**Exercise**
Please filter the entries and return only the lines that include "garland".

**Data provided**

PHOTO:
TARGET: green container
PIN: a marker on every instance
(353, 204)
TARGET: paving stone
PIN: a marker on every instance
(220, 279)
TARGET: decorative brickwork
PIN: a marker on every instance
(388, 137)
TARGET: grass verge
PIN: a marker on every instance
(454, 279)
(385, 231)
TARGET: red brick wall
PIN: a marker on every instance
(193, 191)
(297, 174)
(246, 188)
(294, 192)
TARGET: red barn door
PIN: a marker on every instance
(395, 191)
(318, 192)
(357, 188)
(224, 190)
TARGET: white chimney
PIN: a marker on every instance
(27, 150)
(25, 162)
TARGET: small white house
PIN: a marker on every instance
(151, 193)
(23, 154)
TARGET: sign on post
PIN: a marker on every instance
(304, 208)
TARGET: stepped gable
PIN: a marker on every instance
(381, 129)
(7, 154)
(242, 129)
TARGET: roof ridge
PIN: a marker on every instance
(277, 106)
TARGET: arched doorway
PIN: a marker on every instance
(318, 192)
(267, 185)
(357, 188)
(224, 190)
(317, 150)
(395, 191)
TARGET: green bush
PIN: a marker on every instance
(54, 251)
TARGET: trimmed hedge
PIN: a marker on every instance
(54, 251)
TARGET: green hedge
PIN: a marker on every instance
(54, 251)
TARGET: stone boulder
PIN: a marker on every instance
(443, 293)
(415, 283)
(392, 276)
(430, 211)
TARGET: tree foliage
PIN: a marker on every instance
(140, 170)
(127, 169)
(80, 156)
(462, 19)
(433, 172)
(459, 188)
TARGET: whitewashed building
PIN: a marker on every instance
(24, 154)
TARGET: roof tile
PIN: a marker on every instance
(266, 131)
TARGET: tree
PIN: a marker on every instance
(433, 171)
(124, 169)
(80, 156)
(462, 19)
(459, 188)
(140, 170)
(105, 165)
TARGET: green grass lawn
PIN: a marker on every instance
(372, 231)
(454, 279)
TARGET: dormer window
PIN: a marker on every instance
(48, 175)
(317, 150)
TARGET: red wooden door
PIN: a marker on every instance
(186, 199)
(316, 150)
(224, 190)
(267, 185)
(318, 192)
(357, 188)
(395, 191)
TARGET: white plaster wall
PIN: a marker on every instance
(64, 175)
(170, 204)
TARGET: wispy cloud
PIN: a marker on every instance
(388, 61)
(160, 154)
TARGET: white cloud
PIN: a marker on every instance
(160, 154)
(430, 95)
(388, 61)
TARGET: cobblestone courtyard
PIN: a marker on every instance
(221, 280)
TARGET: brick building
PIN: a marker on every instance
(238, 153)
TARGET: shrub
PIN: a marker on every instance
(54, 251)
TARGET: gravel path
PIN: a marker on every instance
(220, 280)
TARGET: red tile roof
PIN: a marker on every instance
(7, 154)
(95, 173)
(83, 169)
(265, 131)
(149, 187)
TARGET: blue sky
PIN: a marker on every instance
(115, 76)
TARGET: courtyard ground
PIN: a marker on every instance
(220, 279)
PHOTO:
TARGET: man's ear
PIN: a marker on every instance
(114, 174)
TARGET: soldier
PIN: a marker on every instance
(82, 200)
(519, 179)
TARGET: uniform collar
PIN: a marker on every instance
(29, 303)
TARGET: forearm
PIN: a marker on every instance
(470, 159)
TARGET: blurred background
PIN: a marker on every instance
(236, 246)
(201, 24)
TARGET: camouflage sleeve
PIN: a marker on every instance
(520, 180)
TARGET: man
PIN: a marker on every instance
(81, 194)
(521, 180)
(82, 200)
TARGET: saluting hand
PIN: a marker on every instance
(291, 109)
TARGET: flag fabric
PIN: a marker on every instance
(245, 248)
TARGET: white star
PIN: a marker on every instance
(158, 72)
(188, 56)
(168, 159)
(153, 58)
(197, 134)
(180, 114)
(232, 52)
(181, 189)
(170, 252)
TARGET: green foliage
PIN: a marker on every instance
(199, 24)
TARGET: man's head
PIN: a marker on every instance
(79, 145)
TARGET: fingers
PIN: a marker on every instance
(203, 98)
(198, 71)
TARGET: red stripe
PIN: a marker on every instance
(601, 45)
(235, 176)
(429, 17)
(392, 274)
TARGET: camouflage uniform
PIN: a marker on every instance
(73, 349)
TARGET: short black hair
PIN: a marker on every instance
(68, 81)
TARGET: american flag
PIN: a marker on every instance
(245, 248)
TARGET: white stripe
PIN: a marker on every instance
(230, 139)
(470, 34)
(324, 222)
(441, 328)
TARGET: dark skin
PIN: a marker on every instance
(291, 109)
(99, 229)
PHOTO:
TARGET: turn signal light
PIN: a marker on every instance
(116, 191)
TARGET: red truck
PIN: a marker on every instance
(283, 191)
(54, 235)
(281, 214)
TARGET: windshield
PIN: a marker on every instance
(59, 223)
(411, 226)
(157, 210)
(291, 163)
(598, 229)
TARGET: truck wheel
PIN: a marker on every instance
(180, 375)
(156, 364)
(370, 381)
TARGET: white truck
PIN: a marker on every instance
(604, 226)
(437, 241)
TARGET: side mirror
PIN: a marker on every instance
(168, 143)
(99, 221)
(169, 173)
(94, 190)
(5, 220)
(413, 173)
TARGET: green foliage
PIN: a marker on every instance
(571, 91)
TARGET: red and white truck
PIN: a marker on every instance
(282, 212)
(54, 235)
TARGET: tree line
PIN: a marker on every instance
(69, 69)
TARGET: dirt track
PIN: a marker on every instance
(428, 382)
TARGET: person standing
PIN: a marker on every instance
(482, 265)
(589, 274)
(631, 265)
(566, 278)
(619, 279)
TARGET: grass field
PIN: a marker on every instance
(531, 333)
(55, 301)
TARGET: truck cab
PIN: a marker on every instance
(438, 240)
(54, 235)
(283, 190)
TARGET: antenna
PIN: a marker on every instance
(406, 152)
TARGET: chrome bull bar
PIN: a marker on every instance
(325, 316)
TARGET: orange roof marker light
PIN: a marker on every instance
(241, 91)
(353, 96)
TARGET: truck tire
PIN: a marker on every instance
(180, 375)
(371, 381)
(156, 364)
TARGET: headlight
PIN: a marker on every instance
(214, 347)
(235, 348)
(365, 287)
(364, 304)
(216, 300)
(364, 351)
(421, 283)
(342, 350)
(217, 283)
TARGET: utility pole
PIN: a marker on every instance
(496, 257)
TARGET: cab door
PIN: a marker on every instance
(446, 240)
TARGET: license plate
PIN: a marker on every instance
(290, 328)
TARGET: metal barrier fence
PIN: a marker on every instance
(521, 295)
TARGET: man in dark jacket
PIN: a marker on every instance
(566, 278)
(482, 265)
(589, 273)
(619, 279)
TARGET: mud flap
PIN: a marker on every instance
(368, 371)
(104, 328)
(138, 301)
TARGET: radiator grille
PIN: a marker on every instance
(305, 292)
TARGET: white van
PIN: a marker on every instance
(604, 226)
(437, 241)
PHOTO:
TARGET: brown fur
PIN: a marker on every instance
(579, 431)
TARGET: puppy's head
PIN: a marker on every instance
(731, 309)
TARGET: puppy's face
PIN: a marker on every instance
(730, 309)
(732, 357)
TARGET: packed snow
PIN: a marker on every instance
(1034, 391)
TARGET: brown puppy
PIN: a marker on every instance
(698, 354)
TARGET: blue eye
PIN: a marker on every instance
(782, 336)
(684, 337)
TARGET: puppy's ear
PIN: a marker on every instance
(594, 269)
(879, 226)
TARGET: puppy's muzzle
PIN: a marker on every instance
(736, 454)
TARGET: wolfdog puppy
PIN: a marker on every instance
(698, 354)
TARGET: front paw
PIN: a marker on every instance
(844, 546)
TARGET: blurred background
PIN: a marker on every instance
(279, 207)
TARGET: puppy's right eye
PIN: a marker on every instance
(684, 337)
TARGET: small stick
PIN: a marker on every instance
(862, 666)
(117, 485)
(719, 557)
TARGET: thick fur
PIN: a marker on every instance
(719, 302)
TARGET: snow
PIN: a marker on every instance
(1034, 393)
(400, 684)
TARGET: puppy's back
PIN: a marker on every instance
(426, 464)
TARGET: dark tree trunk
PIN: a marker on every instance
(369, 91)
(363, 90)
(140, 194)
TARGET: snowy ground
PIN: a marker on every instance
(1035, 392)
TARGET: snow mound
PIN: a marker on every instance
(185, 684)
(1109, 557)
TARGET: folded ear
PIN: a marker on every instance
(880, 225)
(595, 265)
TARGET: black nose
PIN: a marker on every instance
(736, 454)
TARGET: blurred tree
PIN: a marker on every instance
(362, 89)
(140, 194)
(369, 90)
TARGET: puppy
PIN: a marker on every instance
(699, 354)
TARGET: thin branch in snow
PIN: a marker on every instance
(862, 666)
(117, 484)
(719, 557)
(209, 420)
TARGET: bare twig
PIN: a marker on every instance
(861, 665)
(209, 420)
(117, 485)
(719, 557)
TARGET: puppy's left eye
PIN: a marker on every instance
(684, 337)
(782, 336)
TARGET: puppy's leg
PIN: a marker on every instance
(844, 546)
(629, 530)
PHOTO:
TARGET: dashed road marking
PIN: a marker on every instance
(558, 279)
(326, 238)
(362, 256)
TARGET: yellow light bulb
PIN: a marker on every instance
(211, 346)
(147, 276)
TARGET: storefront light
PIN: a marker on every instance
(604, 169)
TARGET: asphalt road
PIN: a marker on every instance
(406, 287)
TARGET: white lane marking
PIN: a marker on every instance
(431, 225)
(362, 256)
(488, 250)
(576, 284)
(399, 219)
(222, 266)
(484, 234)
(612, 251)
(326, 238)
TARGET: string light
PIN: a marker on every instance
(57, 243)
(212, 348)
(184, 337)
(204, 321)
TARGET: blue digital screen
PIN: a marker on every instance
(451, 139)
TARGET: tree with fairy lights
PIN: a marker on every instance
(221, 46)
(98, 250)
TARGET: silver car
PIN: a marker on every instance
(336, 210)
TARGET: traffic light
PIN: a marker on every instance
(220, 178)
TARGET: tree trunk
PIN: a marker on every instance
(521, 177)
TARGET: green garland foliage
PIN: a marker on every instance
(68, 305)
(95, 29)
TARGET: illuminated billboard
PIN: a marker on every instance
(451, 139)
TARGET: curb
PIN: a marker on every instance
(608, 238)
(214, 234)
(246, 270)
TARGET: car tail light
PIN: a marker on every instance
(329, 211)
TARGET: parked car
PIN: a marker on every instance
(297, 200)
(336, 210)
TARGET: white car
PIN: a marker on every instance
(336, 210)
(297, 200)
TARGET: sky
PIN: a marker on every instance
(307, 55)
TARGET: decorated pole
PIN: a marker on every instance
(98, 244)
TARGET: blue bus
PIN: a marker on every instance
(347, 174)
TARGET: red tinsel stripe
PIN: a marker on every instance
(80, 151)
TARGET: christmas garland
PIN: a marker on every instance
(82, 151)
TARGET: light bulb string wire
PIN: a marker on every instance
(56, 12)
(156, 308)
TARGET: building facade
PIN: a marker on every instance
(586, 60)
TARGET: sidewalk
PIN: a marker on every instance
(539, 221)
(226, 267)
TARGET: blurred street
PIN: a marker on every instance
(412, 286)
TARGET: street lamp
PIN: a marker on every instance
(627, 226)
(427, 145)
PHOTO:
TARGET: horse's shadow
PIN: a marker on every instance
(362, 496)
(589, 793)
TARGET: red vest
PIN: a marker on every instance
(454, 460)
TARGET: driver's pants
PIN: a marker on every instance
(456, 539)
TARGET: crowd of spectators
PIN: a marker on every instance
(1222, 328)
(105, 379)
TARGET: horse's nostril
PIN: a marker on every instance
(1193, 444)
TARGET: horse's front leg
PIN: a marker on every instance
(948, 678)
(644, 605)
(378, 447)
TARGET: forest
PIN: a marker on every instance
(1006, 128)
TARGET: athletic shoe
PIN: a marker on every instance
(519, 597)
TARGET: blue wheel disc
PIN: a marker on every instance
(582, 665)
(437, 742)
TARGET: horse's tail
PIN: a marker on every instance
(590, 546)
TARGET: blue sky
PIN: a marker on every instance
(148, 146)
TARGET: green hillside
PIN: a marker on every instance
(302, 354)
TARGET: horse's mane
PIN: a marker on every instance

**Result below**
TARGET: green garland foliage
TARGET: christmas garland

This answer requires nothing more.